Stored records
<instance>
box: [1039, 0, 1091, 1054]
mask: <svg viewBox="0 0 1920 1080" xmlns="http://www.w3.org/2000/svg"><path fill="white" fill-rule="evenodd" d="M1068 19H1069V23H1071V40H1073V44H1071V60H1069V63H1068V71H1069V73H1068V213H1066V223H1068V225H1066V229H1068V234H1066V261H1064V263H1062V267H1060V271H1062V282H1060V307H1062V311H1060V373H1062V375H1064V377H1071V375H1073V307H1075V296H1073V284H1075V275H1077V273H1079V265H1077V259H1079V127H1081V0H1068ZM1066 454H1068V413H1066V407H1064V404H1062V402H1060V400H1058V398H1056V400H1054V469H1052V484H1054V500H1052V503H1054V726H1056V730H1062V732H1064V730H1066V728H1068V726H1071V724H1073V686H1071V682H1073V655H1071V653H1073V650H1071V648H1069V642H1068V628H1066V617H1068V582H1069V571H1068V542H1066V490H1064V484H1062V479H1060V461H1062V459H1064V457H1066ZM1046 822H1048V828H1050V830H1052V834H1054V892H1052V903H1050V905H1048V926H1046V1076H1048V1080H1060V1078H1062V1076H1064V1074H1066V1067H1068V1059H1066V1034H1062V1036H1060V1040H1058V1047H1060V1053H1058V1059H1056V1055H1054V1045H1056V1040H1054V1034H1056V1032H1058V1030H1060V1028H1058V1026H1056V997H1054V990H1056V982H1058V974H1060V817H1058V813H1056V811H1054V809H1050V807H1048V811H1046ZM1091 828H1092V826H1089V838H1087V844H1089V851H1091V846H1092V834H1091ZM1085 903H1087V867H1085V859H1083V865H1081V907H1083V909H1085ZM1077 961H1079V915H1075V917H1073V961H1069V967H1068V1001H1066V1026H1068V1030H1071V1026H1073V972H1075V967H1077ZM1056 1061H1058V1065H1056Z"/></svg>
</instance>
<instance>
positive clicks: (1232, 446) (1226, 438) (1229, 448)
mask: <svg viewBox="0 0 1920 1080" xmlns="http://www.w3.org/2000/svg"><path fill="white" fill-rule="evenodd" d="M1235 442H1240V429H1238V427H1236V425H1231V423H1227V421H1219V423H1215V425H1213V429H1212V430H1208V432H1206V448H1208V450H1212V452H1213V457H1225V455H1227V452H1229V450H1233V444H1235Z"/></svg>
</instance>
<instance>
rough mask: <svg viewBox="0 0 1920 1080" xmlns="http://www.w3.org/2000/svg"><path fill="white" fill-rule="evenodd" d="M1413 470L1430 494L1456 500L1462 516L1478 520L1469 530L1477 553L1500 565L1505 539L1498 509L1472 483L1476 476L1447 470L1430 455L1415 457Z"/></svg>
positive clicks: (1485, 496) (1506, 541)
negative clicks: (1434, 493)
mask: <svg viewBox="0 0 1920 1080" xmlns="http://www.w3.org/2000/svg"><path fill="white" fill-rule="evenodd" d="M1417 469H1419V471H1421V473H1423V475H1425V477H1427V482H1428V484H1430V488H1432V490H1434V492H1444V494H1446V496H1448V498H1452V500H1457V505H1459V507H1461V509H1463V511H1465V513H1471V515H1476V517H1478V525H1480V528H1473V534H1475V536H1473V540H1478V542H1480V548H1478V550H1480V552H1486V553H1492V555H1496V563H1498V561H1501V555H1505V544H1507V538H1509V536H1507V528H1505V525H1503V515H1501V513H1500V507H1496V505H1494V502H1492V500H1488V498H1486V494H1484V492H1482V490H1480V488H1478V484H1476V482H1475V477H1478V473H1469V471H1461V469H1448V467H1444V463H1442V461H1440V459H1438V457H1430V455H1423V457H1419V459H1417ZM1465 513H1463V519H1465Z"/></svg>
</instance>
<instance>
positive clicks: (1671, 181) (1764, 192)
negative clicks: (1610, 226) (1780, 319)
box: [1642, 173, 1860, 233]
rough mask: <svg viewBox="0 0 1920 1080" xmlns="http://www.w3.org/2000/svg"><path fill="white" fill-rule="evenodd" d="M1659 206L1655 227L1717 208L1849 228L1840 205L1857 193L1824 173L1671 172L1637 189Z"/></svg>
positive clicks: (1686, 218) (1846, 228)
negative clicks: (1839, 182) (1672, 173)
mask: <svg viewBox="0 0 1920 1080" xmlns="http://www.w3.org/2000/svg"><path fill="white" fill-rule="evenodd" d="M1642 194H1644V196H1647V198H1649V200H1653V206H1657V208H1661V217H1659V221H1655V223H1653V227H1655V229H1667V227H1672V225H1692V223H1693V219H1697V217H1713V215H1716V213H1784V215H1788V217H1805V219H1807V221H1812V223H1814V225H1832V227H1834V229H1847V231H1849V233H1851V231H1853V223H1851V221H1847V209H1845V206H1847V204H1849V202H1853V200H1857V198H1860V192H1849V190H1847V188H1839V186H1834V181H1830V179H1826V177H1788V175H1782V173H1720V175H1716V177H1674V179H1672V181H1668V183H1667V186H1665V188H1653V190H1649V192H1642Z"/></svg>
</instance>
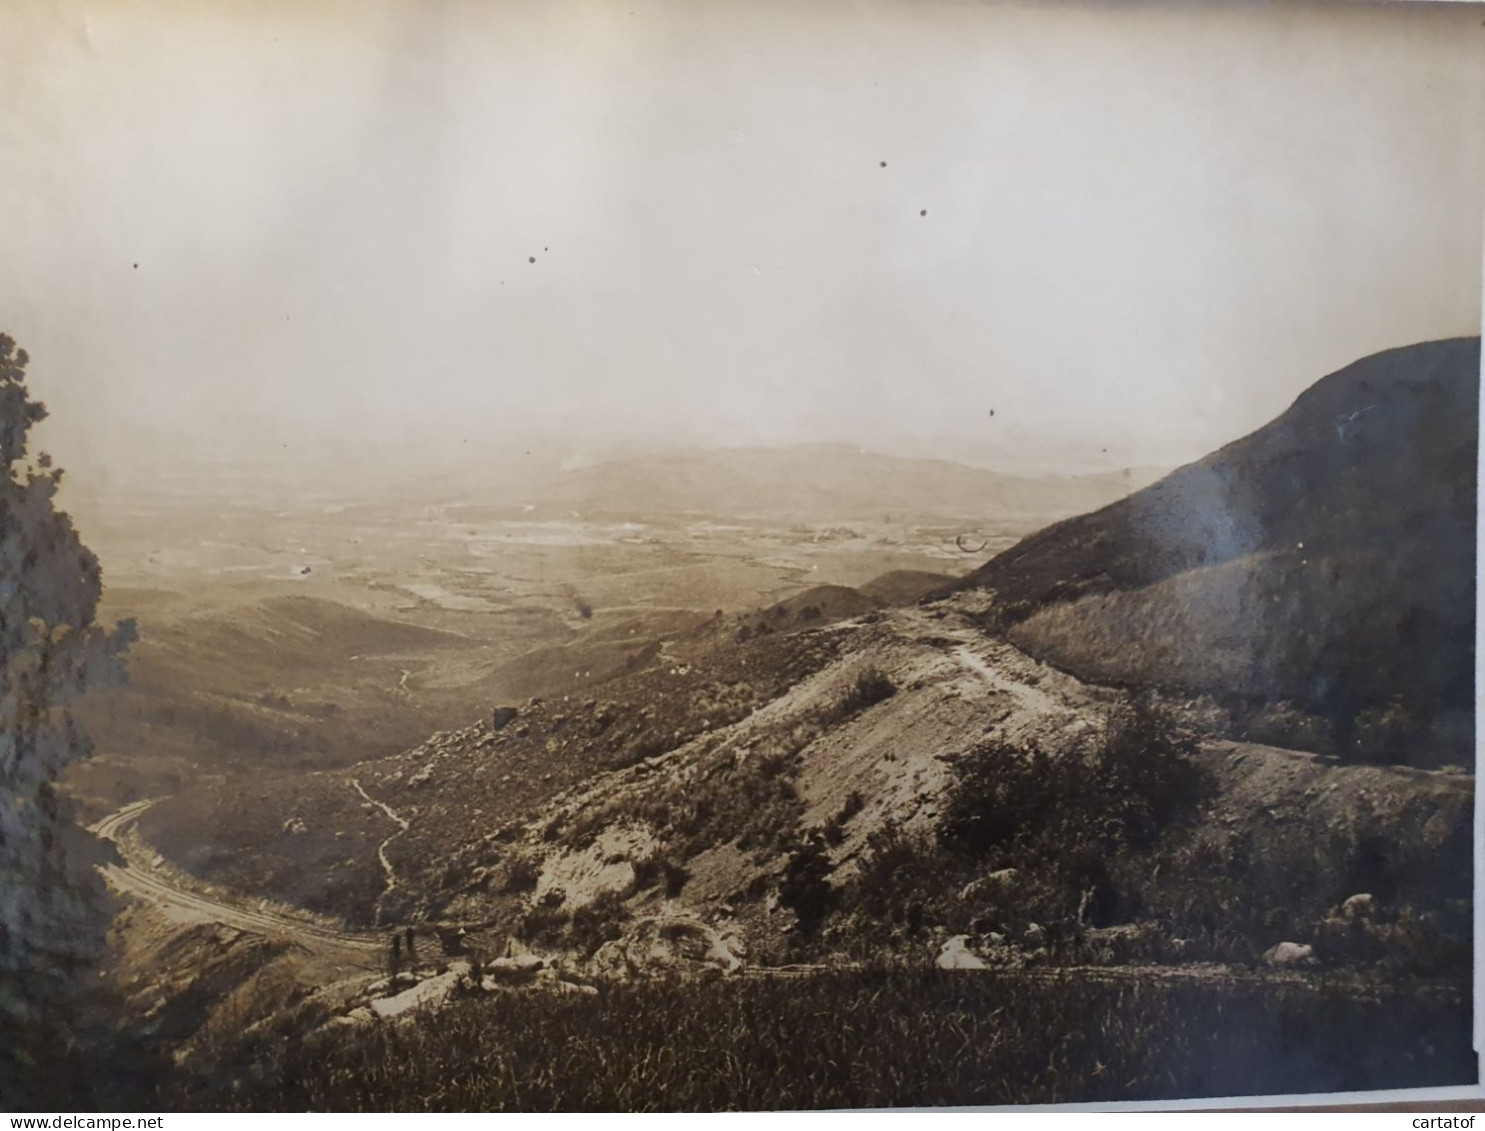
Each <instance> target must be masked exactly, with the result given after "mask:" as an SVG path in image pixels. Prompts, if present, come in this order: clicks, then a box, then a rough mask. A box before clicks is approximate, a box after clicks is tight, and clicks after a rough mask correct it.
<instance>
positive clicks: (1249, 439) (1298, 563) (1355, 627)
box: [965, 338, 1481, 715]
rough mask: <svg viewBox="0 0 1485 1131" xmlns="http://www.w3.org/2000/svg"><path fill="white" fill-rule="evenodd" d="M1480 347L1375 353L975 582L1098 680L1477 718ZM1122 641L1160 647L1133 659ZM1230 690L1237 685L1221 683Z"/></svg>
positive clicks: (1060, 652)
mask: <svg viewBox="0 0 1485 1131" xmlns="http://www.w3.org/2000/svg"><path fill="white" fill-rule="evenodd" d="M1479 349H1481V343H1479V338H1452V340H1446V341H1430V343H1423V344H1417V346H1405V347H1402V349H1393V350H1386V352H1383V353H1377V355H1372V356H1369V358H1363V359H1360V361H1357V362H1354V364H1351V365H1348V367H1345V368H1344V370H1339V371H1338V373H1334V374H1331V376H1328V377H1325V378H1322V380H1319V381H1317V383H1316V384H1313V386H1311V387H1310V389H1308V390H1305V392H1304V393H1302V395H1301V396H1299V398H1298V399H1296V401H1295V402H1293V405H1292V407H1290V408H1289V410H1287V411H1286V413H1285V414H1283V416H1280V417H1279V419H1277V420H1274V422H1271V423H1270V424H1267V426H1264V427H1261V429H1258V430H1256V432H1253V433H1252V435H1247V436H1244V438H1241V439H1238V441H1234V442H1233V444H1228V445H1227V447H1224V448H1221V450H1218V451H1215V453H1212V454H1210V456H1207V457H1206V459H1201V460H1197V462H1195V463H1189V465H1187V466H1184V468H1181V469H1178V471H1175V472H1172V473H1170V475H1167V476H1166V478H1164V479H1161V481H1158V482H1155V484H1152V485H1151V487H1148V488H1145V490H1142V491H1139V493H1136V494H1133V496H1130V497H1127V499H1123V500H1120V502H1117V503H1112V505H1111V506H1106V508H1103V509H1100V511H1094V512H1091V514H1087V515H1080V517H1077V518H1071V519H1066V521H1063V522H1057V524H1056V525H1051V527H1048V528H1045V530H1042V531H1039V533H1037V534H1032V536H1031V537H1028V539H1025V540H1023V542H1020V543H1019V545H1016V546H1013V548H1011V549H1008V551H1007V552H1004V554H1001V555H999V557H996V558H993V560H992V561H989V563H986V564H985V566H983V567H980V568H979V570H977V571H976V573H973V574H971V576H970V577H968V579H967V582H965V583H967V585H971V586H985V588H992V589H995V591H996V597H998V600H996V606H995V612H993V613H992V617H993V620H995V625H996V628H999V629H1004V631H1016V629H1017V626H1022V631H1017V632H1016V635H1019V637H1023V638H1025V643H1026V644H1029V646H1031V647H1032V650H1037V652H1042V653H1047V655H1048V658H1050V659H1053V660H1054V662H1060V663H1065V665H1066V666H1069V668H1071V669H1074V671H1078V669H1080V668H1081V669H1083V674H1087V675H1096V677H1100V678H1117V680H1126V681H1133V683H1155V684H1166V686H1184V687H1187V689H1191V690H1210V692H1218V693H1221V692H1237V693H1244V695H1259V696H1273V698H1287V699H1295V701H1298V702H1304V704H1308V705H1311V707H1316V708H1322V709H1325V711H1328V712H1331V714H1335V715H1342V714H1347V712H1354V711H1357V709H1360V708H1362V707H1366V705H1375V704H1381V702H1387V701H1400V702H1402V704H1403V705H1405V707H1406V708H1408V709H1409V711H1411V712H1412V714H1414V715H1418V714H1437V712H1446V711H1452V712H1460V711H1467V709H1469V707H1470V704H1472V699H1473V641H1475V491H1476V444H1478V424H1479V410H1478V402H1479ZM1068 603H1074V604H1071V606H1069V604H1068ZM1178 606H1179V607H1178ZM1054 610H1056V616H1053V612H1054ZM1121 632H1124V634H1130V635H1139V634H1145V637H1146V640H1145V644H1143V646H1139V647H1127V649H1124V650H1123V652H1121V649H1120V646H1118V635H1120V634H1121ZM1172 634H1175V635H1176V637H1178V638H1173V640H1148V637H1151V635H1154V637H1160V635H1172ZM1087 641H1093V643H1087ZM1099 641H1102V643H1099ZM1213 653H1222V655H1227V656H1228V662H1227V665H1225V666H1224V665H1222V663H1215V665H1213V663H1207V658H1210V656H1212V655H1213ZM1234 672H1236V674H1234ZM1224 681H1227V683H1233V684H1236V686H1212V684H1213V683H1218V684H1219V683H1224Z"/></svg>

- What is required -
Gather each line in the data that holds the string "rough".

- Result of the task -
rough mask: <svg viewBox="0 0 1920 1080" xmlns="http://www.w3.org/2000/svg"><path fill="white" fill-rule="evenodd" d="M1413 470L1430 494L1456 500L1462 516L1478 520L1469 530L1477 553L1500 565L1505 539L1498 509L1472 483L1476 476L1447 470L1430 455L1415 457Z"/></svg>
rough mask: <svg viewBox="0 0 1920 1080" xmlns="http://www.w3.org/2000/svg"><path fill="white" fill-rule="evenodd" d="M1659 206L1655 227L1717 208L1849 228L1840 205L1857 193L1824 173L1671 172L1637 189Z"/></svg>
Each <instance> target must be masked exactly, with the result given after "mask:" as an SVG path in image pixels. Prompts, if present, come in this order: clicks, then a box, then a rough mask. A box before clicks is approximate, a box after clicks is tight, and clicks after a rough mask correct it.
rough mask: <svg viewBox="0 0 1485 1131" xmlns="http://www.w3.org/2000/svg"><path fill="white" fill-rule="evenodd" d="M1480 347L1375 353L975 582L1098 680L1477 718ZM1122 641L1160 647L1133 659ZM1230 690L1237 685L1221 683Z"/></svg>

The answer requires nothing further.